→ Provided information
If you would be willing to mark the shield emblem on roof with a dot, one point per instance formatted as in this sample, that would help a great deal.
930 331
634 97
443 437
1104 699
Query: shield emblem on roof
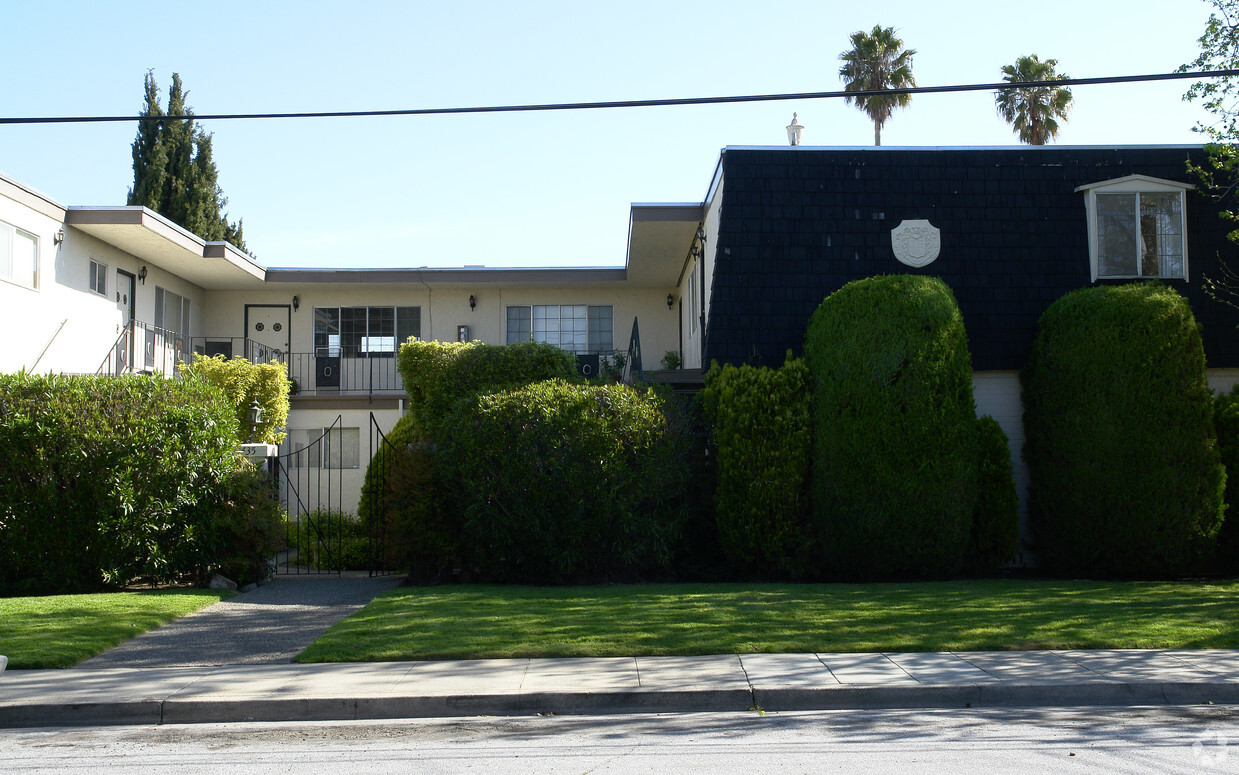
916 243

→ What the task requires
Copy every record above exactly, leaving out any pictures.

→ Task solution
If you would be willing to mark the shield emblem on roof with a dot, one point per instance formatted as in this sample, that would help a great deal.
930 331
634 97
443 437
1104 699
Query: shield emblem on roof
916 243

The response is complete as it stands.